**Given instruction**.
Everything from the line containing "Could you point out the rocky" to the final line of the records below should be given again exactly, and nothing else.

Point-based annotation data

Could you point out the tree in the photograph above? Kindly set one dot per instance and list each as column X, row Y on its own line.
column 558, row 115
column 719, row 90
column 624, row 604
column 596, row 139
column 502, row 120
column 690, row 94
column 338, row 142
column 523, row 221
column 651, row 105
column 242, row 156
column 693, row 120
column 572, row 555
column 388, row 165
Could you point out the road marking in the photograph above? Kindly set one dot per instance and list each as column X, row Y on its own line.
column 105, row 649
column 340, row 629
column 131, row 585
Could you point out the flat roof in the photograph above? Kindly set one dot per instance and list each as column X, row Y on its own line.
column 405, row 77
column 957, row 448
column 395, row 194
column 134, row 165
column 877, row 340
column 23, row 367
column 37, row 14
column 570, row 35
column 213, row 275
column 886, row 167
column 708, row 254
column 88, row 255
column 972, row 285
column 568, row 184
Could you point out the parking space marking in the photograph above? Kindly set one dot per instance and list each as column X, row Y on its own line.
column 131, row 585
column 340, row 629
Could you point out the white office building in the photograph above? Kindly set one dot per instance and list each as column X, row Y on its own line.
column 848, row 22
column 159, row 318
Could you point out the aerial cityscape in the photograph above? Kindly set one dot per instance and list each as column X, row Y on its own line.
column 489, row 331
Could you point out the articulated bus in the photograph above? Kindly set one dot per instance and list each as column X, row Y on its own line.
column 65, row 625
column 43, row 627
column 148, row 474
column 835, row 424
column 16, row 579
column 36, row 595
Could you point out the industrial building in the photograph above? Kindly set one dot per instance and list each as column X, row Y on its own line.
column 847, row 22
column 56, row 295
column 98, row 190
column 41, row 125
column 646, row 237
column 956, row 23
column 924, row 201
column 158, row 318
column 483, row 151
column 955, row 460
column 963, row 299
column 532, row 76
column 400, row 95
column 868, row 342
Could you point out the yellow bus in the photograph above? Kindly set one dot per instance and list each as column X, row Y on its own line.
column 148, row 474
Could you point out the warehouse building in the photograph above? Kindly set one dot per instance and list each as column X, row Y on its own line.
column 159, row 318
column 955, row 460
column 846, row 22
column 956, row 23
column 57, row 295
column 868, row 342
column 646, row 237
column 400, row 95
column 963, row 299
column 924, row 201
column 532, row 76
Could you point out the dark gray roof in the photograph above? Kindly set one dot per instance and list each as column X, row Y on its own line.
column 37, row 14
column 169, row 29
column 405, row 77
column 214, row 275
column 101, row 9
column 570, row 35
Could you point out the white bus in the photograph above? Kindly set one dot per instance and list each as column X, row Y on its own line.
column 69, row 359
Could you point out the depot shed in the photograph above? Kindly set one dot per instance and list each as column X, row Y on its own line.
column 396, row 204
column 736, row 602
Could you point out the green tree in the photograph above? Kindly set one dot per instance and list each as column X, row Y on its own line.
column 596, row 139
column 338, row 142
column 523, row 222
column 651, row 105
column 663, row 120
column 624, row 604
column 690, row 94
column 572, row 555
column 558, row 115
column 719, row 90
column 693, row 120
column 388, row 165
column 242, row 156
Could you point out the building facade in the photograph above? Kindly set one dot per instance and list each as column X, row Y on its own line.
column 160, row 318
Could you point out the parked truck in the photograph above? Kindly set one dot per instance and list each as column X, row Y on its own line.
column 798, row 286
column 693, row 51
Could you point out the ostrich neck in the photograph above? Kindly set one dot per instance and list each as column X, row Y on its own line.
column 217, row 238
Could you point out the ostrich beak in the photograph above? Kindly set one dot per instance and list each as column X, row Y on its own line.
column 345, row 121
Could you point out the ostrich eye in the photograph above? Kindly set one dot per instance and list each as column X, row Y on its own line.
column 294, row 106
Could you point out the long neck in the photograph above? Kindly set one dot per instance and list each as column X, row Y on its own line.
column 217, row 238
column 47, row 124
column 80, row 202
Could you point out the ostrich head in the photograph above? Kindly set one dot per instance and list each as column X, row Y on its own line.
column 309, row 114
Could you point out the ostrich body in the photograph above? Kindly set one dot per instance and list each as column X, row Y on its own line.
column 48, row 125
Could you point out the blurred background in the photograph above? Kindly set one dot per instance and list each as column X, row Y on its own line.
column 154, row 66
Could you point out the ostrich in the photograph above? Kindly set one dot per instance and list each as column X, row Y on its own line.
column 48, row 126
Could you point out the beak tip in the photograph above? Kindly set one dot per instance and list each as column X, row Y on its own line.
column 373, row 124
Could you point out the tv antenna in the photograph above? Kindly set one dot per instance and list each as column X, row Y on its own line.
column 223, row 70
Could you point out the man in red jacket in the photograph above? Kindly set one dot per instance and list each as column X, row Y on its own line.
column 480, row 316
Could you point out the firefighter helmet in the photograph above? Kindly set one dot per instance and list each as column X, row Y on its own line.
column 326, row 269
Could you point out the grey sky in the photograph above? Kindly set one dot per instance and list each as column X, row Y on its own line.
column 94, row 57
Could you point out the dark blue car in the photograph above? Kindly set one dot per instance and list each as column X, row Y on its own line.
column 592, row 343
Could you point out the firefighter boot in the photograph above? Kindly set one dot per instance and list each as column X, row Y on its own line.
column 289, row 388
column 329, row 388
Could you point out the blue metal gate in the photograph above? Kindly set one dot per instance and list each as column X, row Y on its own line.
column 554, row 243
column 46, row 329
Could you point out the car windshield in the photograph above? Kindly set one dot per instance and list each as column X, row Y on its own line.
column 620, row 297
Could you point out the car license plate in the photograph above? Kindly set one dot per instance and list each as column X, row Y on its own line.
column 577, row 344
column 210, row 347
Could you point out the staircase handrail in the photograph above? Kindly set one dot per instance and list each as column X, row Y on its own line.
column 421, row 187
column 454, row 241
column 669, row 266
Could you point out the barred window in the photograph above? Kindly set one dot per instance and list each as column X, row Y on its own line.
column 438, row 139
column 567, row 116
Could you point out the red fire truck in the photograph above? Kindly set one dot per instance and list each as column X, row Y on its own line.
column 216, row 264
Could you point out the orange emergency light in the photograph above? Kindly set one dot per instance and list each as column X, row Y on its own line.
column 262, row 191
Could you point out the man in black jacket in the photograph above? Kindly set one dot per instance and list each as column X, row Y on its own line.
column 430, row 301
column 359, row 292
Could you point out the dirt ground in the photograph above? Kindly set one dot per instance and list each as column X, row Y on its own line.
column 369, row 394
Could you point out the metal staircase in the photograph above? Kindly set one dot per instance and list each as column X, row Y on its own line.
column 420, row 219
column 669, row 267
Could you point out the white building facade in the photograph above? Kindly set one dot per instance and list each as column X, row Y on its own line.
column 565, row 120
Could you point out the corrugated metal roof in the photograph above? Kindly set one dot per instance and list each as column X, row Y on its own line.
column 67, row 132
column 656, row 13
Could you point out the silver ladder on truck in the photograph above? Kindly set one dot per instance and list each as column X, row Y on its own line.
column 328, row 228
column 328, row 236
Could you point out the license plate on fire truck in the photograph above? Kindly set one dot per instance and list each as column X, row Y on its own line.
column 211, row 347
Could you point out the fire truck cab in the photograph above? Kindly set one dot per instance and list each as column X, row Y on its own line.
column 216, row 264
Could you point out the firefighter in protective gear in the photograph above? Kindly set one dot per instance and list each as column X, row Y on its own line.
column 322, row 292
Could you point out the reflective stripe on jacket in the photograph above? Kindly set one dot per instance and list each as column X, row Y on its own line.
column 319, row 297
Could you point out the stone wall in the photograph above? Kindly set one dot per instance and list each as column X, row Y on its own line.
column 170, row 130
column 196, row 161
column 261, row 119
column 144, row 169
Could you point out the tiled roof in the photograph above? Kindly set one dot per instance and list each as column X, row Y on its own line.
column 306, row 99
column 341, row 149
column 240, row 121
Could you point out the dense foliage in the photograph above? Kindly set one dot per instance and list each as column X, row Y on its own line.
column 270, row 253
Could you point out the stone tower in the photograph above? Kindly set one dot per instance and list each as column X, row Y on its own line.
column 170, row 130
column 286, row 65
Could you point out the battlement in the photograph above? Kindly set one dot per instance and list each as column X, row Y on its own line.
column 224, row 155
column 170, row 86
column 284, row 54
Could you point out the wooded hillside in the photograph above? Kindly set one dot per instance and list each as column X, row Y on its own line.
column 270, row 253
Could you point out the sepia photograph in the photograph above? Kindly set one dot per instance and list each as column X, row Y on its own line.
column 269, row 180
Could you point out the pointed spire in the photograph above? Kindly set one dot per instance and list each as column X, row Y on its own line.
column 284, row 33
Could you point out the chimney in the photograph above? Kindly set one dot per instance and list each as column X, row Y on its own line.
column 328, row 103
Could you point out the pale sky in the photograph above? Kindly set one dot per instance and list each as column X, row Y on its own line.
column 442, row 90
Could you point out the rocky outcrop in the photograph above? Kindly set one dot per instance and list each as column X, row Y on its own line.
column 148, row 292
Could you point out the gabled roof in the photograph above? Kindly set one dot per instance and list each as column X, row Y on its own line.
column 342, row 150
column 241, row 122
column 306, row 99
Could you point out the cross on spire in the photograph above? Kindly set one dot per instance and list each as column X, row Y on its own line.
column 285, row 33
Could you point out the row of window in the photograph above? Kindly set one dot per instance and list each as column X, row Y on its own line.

**Solution to the problem**.
Could you point out the rocky outcrop in the photograph above? Kindly set one dot per instance and list each as column X, row Y on its own line.
column 148, row 292
Could you point out the gabled roof in the photograph above? Kindly set one dot per instance and list each as column X, row Y on its own line.
column 342, row 150
column 241, row 122
column 306, row 99
Could you point out the cross on spire in the photograph above? Kindly set one dot per instance and list each as column X, row Y on its own line.
column 285, row 33
Could you point out the row of window in the photograph above? Kindly set one dot per instance and list each as column X, row Y on its own line.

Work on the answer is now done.